**Work order:**
What comes back must be the data itself, retyped exactly.

**Source data:**
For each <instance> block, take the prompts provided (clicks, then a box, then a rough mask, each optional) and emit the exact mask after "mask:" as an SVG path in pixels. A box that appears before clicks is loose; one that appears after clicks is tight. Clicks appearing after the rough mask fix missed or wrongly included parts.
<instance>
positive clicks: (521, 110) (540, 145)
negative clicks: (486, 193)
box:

**Solved exercise:**
For each <instance> block, take the prompts provided (clicks, then a box, then a rough mask, each optional) and emit the exact mask after "mask:" as an SVG path in pixels. A box that appears before clicks is loose; one that appears after clicks is tight. Clicks appearing after the rough mask fix missed or wrongly included parts.
<instance>
positive clicks: (521, 110) (540, 145)
negative clicks: (486, 193)
box:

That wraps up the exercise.